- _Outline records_

━━━━━━━━━━━━━━━━━━━━

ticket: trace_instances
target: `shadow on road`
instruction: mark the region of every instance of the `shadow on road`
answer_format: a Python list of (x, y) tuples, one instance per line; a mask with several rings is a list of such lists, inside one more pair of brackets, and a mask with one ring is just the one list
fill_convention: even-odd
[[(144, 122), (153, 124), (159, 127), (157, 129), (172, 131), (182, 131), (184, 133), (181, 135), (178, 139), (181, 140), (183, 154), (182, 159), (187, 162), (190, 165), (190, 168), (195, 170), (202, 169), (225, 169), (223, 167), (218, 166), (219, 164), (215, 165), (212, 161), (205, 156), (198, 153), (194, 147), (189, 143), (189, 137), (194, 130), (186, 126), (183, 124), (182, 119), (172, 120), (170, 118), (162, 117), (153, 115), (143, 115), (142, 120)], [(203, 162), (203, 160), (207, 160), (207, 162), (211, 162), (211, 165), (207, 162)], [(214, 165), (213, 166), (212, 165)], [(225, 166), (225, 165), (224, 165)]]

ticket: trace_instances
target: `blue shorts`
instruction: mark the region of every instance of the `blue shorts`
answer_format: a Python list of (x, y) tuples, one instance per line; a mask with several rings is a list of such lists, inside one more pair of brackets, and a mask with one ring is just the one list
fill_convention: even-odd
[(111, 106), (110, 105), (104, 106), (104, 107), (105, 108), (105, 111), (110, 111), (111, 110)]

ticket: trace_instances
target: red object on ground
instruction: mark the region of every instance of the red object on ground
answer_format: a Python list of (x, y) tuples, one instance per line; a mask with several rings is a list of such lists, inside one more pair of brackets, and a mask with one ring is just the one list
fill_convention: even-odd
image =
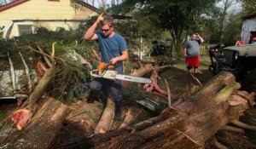
[(17, 129), (20, 130), (27, 123), (30, 117), (29, 111), (26, 109), (20, 109), (16, 111), (12, 117), (12, 121), (17, 123)]

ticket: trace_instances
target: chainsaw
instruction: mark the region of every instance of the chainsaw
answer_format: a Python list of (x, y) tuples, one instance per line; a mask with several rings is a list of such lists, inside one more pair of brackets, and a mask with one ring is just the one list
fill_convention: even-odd
[(90, 72), (90, 75), (95, 77), (102, 77), (110, 80), (124, 80), (135, 83), (151, 83), (152, 80), (135, 76), (118, 74), (114, 70), (115, 66), (101, 62), (98, 68)]

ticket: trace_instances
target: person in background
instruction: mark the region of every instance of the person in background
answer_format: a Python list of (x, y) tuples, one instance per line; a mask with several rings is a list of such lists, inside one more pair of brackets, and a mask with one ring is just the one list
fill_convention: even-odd
[(194, 68), (195, 74), (199, 73), (199, 45), (203, 42), (204, 39), (198, 33), (192, 33), (190, 39), (187, 40), (183, 45), (189, 74), (192, 68)]
[[(123, 73), (122, 61), (128, 60), (128, 51), (125, 38), (113, 32), (113, 19), (111, 16), (99, 15), (96, 22), (86, 31), (84, 38), (89, 41), (97, 41), (102, 55), (101, 62), (115, 66), (119, 74)], [(102, 31), (96, 32), (99, 25)], [(100, 91), (102, 89), (110, 92), (111, 99), (115, 103), (115, 117), (121, 115), (123, 100), (122, 82), (95, 77), (89, 84), (92, 90)]]
[(236, 43), (236, 46), (243, 45), (245, 42), (241, 37), (240, 37), (239, 40)]

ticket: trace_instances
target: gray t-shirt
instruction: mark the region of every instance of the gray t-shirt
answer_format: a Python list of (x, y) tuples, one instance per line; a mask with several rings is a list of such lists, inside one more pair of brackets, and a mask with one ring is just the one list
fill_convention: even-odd
[(200, 39), (187, 40), (183, 45), (183, 48), (187, 49), (187, 57), (197, 57), (199, 56), (199, 44)]

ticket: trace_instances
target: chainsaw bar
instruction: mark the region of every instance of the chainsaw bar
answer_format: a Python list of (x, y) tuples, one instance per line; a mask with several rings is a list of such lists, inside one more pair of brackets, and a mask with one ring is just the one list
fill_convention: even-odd
[(152, 80), (149, 78), (139, 77), (135, 77), (135, 76), (128, 76), (128, 75), (123, 75), (123, 74), (116, 74), (115, 78), (119, 79), (119, 80), (131, 81), (131, 82), (135, 82), (135, 83), (152, 83)]

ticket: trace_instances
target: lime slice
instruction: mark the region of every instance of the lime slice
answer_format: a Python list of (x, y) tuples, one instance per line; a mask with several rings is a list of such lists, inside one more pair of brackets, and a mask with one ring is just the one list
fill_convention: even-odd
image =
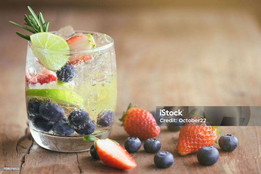
[[(47, 69), (56, 71), (69, 61), (70, 56), (67, 55), (69, 54), (68, 50), (70, 50), (70, 47), (61, 36), (49, 32), (40, 32), (32, 34), (30, 38), (33, 45), (51, 49), (44, 50), (32, 48), (34, 55)], [(55, 51), (54, 50), (57, 50)]]
[(26, 95), (41, 96), (58, 99), (70, 103), (83, 105), (84, 100), (75, 92), (64, 89), (29, 89), (26, 90)]

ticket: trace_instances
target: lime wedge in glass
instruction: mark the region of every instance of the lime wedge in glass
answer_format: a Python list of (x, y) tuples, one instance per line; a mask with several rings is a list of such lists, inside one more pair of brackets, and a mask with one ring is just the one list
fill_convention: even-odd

━━━━━━━━━━━━━━━━━━━━

- _WHAT YOU WILL DO_
Quote the records in their entirety, keeping the wording exact and excluding pictures.

- _FINISHED EXERCISE_
ticket: trace_instances
target: `shadow on road`
instruction: mark the region of every instance of the `shadow on road`
answer_format: a Python list of (x, y) tuples, one instance per line; a mask with several rings is a list of such lists, inside one more pair of brackets, and a mask with one ring is just the one list
fill_convention: even-odd
[[(144, 122), (153, 124), (159, 127), (157, 129), (172, 131), (182, 131), (184, 133), (181, 135), (178, 139), (181, 140), (183, 154), (182, 159), (187, 162), (190, 165), (190, 168), (195, 170), (202, 169), (225, 169), (223, 167), (218, 166), (219, 164), (215, 165), (212, 161), (205, 156), (198, 153), (194, 147), (189, 143), (189, 137), (194, 130), (186, 126), (183, 124), (182, 119), (172, 120), (170, 118), (162, 117), (153, 115), (143, 115), (142, 120)], [(203, 162), (203, 160), (207, 160), (207, 162), (211, 162), (211, 165), (207, 162)], [(214, 165), (213, 166), (212, 165)], [(225, 166), (225, 165), (224, 165)]]

ticket: trace_instances
target: `blue shorts`
instruction: mark the region of every instance of the `blue shorts`
answer_format: a Python list of (x, y) tuples, one instance per line; a mask with several rings is a list of such lists, inside one more pair of brackets, and a mask with one ring is just the one list
fill_convention: even-odd
[(111, 106), (110, 105), (104, 106), (104, 107), (105, 108), (105, 111), (110, 111), (111, 110)]

ticket: trace_instances
target: red object on ground
instruction: mark the region of every instance of the red object on ground
answer_format: a Python list of (x, y) tuples, one instance per line; a mask with several rings is a list of such lists, inside one more pair of brackets, and a mask with one ring is just the one list
fill_convention: even-odd
image =
[(17, 129), (20, 130), (27, 123), (30, 117), (29, 111), (26, 109), (20, 109), (16, 111), (12, 117), (12, 121), (17, 123)]

ticket: trace_instances
target: chainsaw
instruction: mark the region of every instance of the chainsaw
answer_format: a Python list of (x, y) tuples, one instance per line; a mask with several rings is a list of such lists, inside one more pair of brackets, and a mask with one ring is just the one list
fill_convention: even-odd
[(90, 72), (90, 75), (95, 77), (102, 77), (110, 80), (124, 80), (135, 83), (151, 83), (152, 80), (135, 76), (118, 74), (114, 70), (115, 66), (101, 62), (98, 68)]

ticket: trace_instances
target: person in background
instruction: mark the region of every instance of the person in background
answer_format: a Python list of (x, y) tuples, one instance per line; a mask with several rings is a list of such lists, inside one more pair of brackets, and a mask with one ring is just the one list
fill_convention: even-odd
[(194, 68), (195, 74), (199, 73), (199, 45), (203, 42), (204, 39), (198, 33), (192, 33), (190, 39), (187, 40), (183, 45), (189, 74), (192, 68)]
[[(123, 73), (122, 61), (128, 60), (128, 51), (125, 38), (113, 32), (113, 19), (111, 16), (99, 15), (96, 22), (86, 31), (84, 38), (89, 41), (97, 41), (102, 55), (101, 62), (115, 66), (119, 74)], [(102, 31), (96, 32), (99, 25)], [(100, 91), (102, 89), (110, 92), (111, 99), (115, 103), (115, 117), (121, 115), (123, 100), (122, 82), (95, 77), (89, 84), (92, 90)]]
[(236, 43), (236, 46), (243, 45), (245, 42), (241, 37), (240, 37), (239, 40)]

ticket: trace_instances
target: gray t-shirt
instruction: mark the region of every instance of the gray t-shirt
answer_format: a Python list of (x, y) tuples, one instance per line; a mask with several rings is a list of such lists, inside one more pair of brackets, and a mask with one ring is just the one list
fill_convention: even-odd
[(200, 39), (187, 40), (183, 45), (183, 48), (187, 49), (187, 57), (197, 57), (199, 56), (199, 44)]

ticket: trace_instances
target: chainsaw bar
instruction: mark the region of every instance of the chainsaw bar
answer_format: a Python list of (x, y) tuples, one instance per line; a mask with several rings is a list of such lists, inside one more pair of brackets, and a mask with one ring is just the one list
fill_convention: even-odd
[(152, 80), (149, 78), (139, 77), (135, 77), (135, 76), (128, 76), (128, 75), (123, 75), (123, 74), (116, 74), (115, 78), (119, 79), (119, 80), (131, 81), (131, 82), (135, 82), (135, 83), (152, 83)]

ticket: trace_instances
target: lime slice
instruction: mark the region of every instance of the lime slice
answer_format: a Python list of (x, y) tuples, one instance per line; a mask with several rings is a list of such lists, inside one more pair of brackets, and a mask with one ring is just the one list
fill_convention: even-odd
image =
[[(47, 69), (56, 71), (69, 61), (70, 56), (67, 55), (69, 54), (68, 50), (70, 50), (70, 47), (61, 36), (49, 32), (40, 32), (32, 34), (30, 38), (33, 45), (51, 49), (44, 50), (32, 48), (34, 55)], [(55, 51), (54, 50), (57, 50)]]
[(26, 95), (41, 96), (58, 99), (70, 103), (83, 105), (84, 100), (75, 92), (64, 89), (29, 89), (26, 90)]

ticket: trace_instances
target: lime wedge in glass
instruction: mark the region of every instance of the lime wedge in glass
answer_format: a Python list of (x, y) tuples, one instance per line; a mask with several rings is a list of such lists, inside one more pair of brackets, and a mask with one ring is just the one list
fill_convention: even-odd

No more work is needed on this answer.